- [WORK REQUEST] The entries below contain a line with "[(450, 683), (709, 64), (439, 30)]" and a line with "the blue tinted". Retype exactly everything from the first down to the second, both included, and nothing else.

- [RECORDS FOR THIS TASK]
********************
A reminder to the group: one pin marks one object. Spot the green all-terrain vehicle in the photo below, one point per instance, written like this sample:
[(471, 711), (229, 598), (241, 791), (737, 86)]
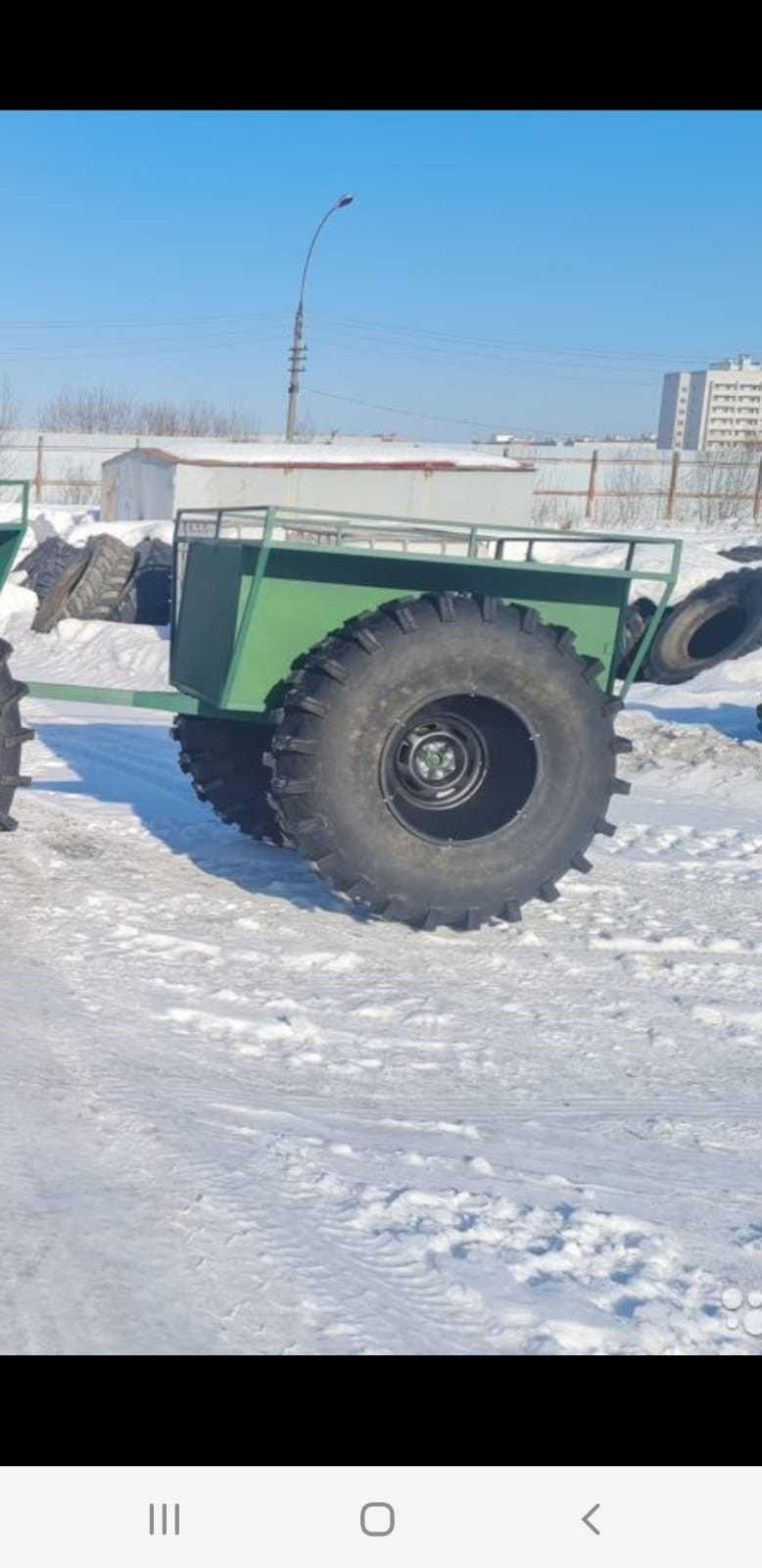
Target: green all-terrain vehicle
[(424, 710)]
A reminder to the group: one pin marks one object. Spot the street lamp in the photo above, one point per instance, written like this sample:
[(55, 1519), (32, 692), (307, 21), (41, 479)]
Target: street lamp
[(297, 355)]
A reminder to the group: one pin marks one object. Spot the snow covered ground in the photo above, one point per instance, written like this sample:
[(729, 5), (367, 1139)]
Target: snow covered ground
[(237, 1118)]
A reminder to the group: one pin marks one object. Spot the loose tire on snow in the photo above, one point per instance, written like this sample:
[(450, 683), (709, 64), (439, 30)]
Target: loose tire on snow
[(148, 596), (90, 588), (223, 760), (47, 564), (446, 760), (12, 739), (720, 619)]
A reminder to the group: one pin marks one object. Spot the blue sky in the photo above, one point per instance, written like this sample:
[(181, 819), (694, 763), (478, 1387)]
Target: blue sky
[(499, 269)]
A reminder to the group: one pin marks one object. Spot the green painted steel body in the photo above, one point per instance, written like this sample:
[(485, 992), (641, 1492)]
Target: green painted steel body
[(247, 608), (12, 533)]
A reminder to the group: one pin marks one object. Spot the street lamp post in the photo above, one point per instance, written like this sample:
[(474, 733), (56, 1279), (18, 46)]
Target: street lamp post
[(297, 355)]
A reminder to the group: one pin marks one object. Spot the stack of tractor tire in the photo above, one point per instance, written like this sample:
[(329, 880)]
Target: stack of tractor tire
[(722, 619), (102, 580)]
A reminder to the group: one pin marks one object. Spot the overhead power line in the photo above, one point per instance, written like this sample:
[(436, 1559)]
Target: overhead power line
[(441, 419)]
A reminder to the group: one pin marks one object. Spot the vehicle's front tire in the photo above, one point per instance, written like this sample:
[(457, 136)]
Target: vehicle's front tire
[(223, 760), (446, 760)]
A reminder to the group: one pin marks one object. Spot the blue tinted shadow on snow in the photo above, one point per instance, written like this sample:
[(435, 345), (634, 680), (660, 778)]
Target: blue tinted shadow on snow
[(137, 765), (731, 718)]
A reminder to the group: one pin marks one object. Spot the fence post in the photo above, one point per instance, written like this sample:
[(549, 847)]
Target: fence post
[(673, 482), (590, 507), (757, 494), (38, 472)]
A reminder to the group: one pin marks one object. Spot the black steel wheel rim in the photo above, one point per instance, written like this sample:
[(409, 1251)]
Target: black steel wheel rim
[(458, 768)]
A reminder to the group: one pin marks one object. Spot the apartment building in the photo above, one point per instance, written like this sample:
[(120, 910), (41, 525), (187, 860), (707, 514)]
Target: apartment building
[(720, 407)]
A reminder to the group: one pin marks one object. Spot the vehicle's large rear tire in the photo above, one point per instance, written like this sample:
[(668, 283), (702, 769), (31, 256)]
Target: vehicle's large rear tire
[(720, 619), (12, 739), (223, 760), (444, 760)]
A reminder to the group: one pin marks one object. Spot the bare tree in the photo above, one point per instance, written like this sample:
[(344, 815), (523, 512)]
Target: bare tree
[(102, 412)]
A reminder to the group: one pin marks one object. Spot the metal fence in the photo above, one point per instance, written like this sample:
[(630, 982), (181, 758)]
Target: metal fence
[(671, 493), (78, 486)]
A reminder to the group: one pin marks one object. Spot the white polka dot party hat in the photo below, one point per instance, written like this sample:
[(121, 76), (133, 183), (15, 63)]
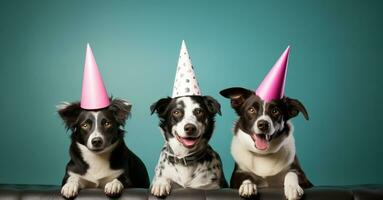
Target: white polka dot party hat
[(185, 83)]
********************
- [ANSWER TO THIS TASK]
[(450, 683), (709, 64), (439, 30)]
Target: loose tire on snow
[(148, 596), (90, 588), (223, 760), (47, 564), (446, 760), (12, 739), (720, 619)]
A reminder to the group: one pin marks one object. Spot the blue sky in the photo above, one point per instance, written like this sample:
[(181, 819), (694, 763), (478, 1387)]
Target: blue sky
[(499, 269)]
A reminder to the group: one pin marks one object. Spot the green painted steel body in the photo above, one point per instance, written like this sample:
[(485, 992), (641, 1492)]
Target: green painted steel body
[(247, 608), (12, 533)]
A reminder to the group: one pin marks one object. Spot the street lamp post in the photo above, one point per instance, written like this sample:
[(474, 733), (56, 1279), (18, 46)]
Target: street lamp post
[(297, 355)]
A reminder to the group: one pin marks one object. Spot the stack of tractor tire in the photo above, one point per instance, written like this sample:
[(329, 880)]
Target: stack of tractor tire
[(722, 619), (102, 580)]
A reminder to the group: one pin marks one object. Spot the overhead power line in the photo above, one point per instance, written like this sample:
[(436, 1559)]
Target: overhead power line
[(441, 419)]
A reminder to the group: one pin marks one object. Spot the vehicle's front tire in the photo above, one point per instance, written like this sample:
[(457, 136)]
Target: vehicle's front tire
[(223, 760), (446, 760)]
A reminder to the group: one pin marks one object. Spot the blue tinted shadow on snow in the photo above, one point per instance, written like this sample:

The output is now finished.